### Exercise details:
Gather every line of the rows below that contains the string "pile", matching case exactly.

### The data:
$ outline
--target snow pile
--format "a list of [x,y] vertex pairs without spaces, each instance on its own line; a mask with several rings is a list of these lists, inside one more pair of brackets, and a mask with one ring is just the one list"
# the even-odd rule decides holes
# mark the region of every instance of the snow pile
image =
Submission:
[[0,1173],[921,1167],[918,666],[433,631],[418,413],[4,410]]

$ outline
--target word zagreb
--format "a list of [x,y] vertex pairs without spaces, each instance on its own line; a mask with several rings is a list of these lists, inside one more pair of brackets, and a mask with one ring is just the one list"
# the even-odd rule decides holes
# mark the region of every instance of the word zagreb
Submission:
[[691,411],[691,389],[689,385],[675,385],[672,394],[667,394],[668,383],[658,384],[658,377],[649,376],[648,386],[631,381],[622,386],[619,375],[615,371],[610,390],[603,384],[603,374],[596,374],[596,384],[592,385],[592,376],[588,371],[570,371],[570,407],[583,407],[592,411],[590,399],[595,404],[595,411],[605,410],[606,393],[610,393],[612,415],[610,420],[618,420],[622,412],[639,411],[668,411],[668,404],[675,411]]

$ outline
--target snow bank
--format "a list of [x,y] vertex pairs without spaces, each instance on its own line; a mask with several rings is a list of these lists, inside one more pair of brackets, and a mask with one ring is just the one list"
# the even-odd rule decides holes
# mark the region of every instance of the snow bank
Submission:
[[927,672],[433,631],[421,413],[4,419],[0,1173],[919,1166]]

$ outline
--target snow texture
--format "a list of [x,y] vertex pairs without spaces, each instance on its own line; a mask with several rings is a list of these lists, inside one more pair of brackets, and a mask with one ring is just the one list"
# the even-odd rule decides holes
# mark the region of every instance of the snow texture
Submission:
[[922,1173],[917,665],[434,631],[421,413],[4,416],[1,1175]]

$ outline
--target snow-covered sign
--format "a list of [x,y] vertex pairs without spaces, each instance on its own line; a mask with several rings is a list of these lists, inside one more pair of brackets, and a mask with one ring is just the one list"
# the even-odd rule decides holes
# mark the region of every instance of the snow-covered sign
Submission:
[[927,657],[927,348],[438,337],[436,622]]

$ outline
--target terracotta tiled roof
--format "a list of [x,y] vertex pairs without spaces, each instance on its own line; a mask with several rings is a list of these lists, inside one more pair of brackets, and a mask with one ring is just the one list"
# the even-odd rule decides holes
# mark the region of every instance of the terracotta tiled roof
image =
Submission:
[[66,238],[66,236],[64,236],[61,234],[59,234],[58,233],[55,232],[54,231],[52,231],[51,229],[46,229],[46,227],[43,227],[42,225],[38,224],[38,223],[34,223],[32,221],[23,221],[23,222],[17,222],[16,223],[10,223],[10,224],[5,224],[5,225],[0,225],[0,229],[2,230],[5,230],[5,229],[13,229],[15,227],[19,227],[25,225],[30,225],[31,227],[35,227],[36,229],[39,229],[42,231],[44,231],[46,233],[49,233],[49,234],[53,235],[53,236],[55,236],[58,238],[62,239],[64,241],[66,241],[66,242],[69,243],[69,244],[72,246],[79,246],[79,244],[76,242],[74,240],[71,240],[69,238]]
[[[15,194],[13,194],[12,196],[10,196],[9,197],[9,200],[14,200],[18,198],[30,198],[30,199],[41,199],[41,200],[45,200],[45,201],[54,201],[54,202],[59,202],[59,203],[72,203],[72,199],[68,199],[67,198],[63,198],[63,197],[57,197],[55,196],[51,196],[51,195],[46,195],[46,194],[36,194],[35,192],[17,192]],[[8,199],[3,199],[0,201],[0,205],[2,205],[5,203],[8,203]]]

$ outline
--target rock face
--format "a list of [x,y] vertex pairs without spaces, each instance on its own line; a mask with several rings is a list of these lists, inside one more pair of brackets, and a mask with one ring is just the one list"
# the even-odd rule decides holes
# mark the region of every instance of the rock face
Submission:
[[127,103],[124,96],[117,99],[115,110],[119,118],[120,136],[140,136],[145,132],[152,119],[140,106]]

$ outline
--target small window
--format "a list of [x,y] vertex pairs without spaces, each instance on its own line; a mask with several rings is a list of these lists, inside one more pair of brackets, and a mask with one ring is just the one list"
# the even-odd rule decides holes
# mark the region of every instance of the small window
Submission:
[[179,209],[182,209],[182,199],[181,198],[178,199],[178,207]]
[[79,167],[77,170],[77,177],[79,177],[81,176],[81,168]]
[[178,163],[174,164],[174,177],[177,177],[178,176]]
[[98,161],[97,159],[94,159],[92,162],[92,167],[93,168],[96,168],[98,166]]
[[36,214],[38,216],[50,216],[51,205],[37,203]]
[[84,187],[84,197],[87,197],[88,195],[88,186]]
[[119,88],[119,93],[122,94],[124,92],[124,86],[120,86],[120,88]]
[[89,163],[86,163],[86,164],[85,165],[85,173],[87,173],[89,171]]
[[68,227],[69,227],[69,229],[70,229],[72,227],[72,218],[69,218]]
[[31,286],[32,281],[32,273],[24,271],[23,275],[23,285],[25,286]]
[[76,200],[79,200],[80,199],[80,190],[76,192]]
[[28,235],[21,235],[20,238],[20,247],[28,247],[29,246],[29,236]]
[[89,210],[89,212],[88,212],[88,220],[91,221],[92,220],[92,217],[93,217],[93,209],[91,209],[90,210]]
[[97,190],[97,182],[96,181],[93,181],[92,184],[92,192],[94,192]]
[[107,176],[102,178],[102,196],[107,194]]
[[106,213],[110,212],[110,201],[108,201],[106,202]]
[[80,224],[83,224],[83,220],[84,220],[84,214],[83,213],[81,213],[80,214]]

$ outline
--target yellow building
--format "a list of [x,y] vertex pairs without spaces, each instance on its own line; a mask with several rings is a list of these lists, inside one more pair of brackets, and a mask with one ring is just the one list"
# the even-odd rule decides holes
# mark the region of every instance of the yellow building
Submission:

### Task answer:
--target snow pile
# mark the region of every instance of the snow pile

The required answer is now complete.